(Supplied entries Opens)
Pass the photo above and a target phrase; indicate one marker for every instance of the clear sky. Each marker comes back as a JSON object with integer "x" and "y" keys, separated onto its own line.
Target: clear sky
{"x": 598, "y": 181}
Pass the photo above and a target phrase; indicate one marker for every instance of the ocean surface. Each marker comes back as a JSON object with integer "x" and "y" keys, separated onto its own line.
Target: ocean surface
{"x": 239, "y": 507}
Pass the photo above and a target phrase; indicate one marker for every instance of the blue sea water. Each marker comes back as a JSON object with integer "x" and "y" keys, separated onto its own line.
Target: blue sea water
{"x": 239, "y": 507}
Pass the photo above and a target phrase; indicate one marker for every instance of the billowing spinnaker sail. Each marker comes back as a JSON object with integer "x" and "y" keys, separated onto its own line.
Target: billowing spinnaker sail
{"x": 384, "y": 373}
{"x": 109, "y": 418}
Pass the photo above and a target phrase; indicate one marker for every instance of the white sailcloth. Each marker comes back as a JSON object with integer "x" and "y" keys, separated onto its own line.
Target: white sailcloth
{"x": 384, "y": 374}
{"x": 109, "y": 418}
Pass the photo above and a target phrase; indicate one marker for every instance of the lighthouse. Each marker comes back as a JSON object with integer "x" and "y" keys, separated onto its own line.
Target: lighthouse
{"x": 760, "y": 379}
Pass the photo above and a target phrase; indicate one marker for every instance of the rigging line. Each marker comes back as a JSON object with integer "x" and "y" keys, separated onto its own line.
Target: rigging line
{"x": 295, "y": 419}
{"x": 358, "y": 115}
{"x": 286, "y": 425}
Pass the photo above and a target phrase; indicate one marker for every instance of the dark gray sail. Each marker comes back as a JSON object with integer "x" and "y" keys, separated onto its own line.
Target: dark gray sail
(Supplied entries Closes)
__Exercise instructions__
Each record above should be returned exactly as written.

__Answer__
Pass the photo above and a target phrase; indicate one marker for every instance of the clear sky. Each marker comes back as a JSON object with integer "x" and "y" keys, separated onto its own line.
Target: clear sky
{"x": 598, "y": 181}
Pass the photo above and a target phrase; indicate one marker for every instance of the ocean surface. Each marker comes back as a JSON object with integer "x" and "y" keys, separated onto its own line.
Target: ocean surface
{"x": 239, "y": 507}
Pass the photo above and a target phrase; indicate one marker for every instance of the blue sea water. Each marker comes back as a JSON object with integer "x" and "y" keys, separated onto its own line.
Target: blue sea water
{"x": 239, "y": 507}
Pass the photo above and a target phrase; indicate one marker for every instance of the billowing spinnaker sail. Each marker comes back as a JSON object with integer "x" and "y" keys, separated onto its own line.
Target: billowing spinnaker sail
{"x": 384, "y": 373}
{"x": 109, "y": 418}
Pass the photo above and a target phrase; indicate one marker for every instance of the white sailcloth. Each marker comes back as a JSON object with integer "x" and "y" keys, separated onto its own line.
Target: white sailcloth
{"x": 384, "y": 374}
{"x": 109, "y": 418}
Pass the photo above and a target phrase; indicate one marker for every instance of the lighthouse. Each marker comes back as a JSON object with integer "x" and "y" keys, separated onto its own line.
Target: lighthouse
{"x": 760, "y": 379}
Pass the photo above and a target phrase; indicate one marker for every instance of the rigging line. Each marker comes back as a JSON object with integer "x" and "y" keys, separated onto its own line.
Target: rigging line
{"x": 295, "y": 419}
{"x": 358, "y": 115}
{"x": 286, "y": 425}
Pass the photo above and a target phrase; indicate one marker for every instance of the dark gray sail. Each marker comes back as a JSON object with integer "x" and "y" keys, separated onto its own line.
Target: dark gray sail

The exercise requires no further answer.